▶ [Problem requirements]:
Copy the data from the line that contains "of the vertical" to its last line, exactly, including both of those lines and leaving out everything before.

▶ [Position annotation records]:
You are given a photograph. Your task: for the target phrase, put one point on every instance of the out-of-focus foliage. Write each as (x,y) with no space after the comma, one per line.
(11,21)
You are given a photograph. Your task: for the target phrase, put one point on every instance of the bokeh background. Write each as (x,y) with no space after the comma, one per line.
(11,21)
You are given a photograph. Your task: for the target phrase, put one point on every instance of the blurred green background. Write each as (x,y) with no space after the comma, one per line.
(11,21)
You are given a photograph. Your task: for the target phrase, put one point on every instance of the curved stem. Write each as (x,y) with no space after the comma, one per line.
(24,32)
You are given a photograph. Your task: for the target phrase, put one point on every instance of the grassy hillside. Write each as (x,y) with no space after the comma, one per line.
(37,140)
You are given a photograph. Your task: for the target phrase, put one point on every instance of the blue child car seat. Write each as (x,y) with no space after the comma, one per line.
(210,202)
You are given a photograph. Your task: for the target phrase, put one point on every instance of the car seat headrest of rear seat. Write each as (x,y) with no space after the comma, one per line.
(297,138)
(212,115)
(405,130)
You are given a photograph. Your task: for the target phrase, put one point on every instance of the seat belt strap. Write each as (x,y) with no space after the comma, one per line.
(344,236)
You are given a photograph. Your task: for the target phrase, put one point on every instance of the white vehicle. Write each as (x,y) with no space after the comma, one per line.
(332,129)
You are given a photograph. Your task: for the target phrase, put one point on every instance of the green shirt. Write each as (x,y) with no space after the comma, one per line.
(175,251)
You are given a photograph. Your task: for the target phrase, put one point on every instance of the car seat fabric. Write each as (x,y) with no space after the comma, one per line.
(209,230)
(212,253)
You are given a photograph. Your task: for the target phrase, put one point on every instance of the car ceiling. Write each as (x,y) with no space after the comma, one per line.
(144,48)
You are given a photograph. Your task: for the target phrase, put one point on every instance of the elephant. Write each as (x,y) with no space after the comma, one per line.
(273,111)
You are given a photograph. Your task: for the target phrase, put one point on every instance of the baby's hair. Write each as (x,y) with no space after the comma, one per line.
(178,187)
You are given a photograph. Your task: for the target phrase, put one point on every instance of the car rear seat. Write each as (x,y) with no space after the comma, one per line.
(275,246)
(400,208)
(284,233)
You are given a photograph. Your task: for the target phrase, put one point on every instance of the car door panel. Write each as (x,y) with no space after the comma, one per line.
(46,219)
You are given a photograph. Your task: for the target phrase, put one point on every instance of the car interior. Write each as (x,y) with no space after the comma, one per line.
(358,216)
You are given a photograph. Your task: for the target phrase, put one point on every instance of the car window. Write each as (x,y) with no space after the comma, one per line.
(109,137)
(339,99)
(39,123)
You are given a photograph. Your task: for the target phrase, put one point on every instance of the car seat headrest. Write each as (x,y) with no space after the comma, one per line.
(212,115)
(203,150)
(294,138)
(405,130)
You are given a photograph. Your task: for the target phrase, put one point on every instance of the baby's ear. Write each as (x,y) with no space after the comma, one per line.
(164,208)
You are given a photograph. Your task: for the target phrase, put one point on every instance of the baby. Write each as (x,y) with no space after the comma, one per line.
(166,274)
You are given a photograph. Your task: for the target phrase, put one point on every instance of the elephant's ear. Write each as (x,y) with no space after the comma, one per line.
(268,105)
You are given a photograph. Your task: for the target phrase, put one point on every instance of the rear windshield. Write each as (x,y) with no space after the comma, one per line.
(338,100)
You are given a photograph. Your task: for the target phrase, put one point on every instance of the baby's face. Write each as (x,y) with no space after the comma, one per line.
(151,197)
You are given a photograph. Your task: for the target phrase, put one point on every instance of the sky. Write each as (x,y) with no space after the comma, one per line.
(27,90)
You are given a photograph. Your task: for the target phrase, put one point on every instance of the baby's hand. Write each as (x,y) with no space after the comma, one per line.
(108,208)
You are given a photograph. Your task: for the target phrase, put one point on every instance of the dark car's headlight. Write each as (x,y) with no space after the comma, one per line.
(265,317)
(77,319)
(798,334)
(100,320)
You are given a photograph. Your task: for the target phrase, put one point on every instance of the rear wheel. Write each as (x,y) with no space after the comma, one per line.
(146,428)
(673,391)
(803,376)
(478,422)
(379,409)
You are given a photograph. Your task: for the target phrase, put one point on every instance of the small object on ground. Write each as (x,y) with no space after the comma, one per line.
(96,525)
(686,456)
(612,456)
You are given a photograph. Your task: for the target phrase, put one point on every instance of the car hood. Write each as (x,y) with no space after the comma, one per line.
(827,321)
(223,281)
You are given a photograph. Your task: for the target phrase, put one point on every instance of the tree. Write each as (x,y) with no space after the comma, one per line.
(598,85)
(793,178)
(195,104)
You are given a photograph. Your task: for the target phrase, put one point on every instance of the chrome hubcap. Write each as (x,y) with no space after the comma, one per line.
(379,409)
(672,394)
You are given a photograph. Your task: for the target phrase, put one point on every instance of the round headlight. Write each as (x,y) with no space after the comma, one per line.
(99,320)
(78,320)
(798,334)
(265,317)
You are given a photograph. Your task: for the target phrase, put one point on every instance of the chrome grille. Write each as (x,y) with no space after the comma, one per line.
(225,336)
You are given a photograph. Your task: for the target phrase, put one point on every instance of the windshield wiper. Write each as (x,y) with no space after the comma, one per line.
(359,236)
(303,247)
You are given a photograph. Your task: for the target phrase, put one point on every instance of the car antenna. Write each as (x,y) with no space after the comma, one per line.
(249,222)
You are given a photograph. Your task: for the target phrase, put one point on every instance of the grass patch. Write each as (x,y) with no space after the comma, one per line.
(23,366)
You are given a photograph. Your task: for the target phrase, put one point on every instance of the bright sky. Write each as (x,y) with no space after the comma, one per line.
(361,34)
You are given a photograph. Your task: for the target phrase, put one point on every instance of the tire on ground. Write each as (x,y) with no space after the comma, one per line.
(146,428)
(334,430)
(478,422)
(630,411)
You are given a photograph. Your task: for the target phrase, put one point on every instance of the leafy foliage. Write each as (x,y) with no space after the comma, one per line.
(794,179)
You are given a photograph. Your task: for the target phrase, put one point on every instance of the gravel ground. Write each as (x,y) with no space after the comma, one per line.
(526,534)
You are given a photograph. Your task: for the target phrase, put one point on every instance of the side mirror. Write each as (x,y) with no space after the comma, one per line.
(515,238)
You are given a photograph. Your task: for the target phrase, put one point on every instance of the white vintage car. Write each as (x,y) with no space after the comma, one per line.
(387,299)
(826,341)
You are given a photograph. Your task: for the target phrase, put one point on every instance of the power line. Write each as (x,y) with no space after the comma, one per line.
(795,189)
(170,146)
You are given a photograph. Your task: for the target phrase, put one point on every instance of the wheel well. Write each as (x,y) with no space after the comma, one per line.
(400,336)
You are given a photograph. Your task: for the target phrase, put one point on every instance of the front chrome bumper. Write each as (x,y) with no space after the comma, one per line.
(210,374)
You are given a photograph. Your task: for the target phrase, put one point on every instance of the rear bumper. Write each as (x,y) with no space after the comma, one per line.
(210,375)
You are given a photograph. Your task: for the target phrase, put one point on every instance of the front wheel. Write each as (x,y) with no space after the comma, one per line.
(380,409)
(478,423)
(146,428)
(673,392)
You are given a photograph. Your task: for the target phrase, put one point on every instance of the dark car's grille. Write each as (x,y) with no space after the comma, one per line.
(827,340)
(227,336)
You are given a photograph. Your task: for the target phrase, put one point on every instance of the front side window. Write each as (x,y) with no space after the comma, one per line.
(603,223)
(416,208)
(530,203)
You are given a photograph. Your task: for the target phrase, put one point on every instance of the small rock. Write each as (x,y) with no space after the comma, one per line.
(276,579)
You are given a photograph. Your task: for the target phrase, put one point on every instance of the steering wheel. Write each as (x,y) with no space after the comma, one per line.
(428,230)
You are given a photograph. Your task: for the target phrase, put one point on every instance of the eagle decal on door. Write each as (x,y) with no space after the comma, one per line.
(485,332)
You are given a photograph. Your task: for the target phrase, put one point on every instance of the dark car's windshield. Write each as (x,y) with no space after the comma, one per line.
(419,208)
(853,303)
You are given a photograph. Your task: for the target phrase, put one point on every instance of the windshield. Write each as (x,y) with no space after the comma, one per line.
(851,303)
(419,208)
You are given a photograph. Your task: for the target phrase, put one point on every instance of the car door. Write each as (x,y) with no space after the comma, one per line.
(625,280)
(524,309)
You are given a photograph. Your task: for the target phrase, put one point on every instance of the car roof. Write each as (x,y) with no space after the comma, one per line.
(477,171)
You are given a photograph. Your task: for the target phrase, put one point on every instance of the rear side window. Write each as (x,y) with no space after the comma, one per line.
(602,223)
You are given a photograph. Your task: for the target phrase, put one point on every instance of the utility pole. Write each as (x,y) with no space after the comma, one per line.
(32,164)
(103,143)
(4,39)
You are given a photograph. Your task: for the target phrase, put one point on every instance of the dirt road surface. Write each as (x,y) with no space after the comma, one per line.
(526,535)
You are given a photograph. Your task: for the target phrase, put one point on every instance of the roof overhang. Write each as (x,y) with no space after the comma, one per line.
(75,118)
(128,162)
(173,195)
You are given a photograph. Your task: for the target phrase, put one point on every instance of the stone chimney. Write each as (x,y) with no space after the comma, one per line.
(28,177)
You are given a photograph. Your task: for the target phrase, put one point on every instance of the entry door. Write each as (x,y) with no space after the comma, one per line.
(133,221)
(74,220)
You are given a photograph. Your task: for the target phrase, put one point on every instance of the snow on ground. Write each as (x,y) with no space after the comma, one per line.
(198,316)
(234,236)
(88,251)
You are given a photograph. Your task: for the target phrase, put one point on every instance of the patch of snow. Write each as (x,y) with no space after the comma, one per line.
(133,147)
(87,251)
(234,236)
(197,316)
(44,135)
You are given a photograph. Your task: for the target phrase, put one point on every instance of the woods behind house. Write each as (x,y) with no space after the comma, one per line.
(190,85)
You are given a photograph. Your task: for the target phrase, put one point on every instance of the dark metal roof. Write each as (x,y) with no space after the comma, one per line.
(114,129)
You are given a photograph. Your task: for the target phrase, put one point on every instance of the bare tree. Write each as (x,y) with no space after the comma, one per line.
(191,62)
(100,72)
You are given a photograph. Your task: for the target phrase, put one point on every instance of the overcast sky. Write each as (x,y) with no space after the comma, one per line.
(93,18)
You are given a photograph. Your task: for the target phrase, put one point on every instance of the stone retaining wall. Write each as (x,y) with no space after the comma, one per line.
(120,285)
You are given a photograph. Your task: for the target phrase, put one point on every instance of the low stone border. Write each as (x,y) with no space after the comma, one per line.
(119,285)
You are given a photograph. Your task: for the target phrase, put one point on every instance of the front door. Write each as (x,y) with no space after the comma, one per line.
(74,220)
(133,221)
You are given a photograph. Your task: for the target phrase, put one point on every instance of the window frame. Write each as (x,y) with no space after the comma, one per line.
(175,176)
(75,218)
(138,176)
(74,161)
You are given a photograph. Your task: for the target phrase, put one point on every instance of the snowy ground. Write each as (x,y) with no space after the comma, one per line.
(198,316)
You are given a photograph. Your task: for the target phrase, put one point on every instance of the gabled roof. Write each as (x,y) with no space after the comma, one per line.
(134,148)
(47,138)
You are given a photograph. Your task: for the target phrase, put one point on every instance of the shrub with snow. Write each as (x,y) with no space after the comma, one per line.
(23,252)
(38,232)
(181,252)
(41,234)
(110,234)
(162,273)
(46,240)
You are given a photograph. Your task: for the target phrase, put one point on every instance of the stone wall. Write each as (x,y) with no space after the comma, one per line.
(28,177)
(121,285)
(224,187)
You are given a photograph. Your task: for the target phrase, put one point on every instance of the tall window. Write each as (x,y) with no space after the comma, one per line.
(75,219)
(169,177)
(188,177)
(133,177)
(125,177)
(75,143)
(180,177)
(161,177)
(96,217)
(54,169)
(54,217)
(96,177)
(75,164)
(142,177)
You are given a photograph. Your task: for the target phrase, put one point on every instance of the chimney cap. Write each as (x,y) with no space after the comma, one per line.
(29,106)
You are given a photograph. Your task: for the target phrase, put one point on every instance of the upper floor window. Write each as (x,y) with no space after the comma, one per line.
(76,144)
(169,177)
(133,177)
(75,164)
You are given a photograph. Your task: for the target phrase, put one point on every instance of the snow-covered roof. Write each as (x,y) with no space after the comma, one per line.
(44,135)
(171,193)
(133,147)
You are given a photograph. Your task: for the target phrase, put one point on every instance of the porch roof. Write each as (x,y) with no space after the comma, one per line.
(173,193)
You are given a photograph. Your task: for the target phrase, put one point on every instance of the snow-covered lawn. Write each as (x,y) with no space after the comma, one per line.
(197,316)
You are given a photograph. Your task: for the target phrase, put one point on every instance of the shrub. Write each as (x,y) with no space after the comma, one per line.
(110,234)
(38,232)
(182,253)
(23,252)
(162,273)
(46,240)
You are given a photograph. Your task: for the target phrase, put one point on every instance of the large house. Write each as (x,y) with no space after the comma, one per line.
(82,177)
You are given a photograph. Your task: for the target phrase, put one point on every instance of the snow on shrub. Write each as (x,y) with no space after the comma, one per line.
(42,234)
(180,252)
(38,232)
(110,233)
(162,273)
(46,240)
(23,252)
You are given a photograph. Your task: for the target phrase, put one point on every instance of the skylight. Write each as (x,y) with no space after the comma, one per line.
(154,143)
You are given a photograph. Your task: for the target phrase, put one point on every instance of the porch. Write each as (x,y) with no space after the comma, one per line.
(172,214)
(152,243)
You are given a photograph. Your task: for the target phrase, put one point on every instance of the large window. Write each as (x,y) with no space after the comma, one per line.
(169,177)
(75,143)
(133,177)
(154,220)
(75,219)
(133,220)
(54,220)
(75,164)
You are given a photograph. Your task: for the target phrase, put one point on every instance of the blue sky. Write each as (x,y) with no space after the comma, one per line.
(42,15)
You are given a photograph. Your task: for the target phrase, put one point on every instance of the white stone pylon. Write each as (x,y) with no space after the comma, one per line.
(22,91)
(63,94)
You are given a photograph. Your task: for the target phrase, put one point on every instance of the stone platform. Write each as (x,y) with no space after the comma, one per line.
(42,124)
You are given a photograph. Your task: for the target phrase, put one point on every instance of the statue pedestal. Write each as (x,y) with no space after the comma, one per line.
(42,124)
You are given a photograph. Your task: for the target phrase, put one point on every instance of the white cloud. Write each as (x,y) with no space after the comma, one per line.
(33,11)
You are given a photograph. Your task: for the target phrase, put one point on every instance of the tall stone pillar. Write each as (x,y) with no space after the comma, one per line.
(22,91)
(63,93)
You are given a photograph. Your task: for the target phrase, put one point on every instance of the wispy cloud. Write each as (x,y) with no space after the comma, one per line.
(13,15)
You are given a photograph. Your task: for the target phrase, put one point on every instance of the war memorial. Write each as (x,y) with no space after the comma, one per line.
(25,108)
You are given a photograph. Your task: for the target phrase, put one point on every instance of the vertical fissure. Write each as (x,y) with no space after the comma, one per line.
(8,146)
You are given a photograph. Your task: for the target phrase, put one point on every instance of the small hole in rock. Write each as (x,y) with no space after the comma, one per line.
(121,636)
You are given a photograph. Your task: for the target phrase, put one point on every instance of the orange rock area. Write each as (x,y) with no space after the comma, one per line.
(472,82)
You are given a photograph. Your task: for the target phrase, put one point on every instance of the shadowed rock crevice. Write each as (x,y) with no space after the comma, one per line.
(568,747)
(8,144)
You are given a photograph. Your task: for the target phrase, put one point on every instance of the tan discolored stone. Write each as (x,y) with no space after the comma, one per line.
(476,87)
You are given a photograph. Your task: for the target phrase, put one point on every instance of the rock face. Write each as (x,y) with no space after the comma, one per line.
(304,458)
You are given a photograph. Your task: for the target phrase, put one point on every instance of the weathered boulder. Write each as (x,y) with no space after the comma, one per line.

▶ [The result]:
You are given a photograph. Your task: for the target phrase, put one point on every instance of the vertical fissure. Write each as (x,y) with no space after the comma, one per line.
(8,146)
You are given a photograph. Your task: for the target phrase, put one point on every instance of the small hole in rock. Write each as (x,y) with no space after the comma, one per line.
(121,636)
You are given a photograph. Your task: for the target phrase, put one point on every instance of the orange rock area. Write each as (x,y) with no space after the comma, one per line.
(472,82)
You are given a photograph. Your task: for the target phrase, put one point on every instance of the shadowed rock crevice. Write each as (x,y) with no space after the comma, one per line.
(568,747)
(8,144)
You are given a photograph. Your task: for the target phrase, put one point on every instance of the tan discolored stone. Write each as (x,y) with no space after the comma, one per line.
(476,87)
You are given a photograph. Your task: for the target phrase, put one point on every instance of the rock face. Write each as (x,y) with no space after the comma, one per line.
(304,458)
You are given a photograph. Your task: for the target phrase, put one point on every instance of the weathered boulder. Write each as (x,y) with no space after the comma, one per line.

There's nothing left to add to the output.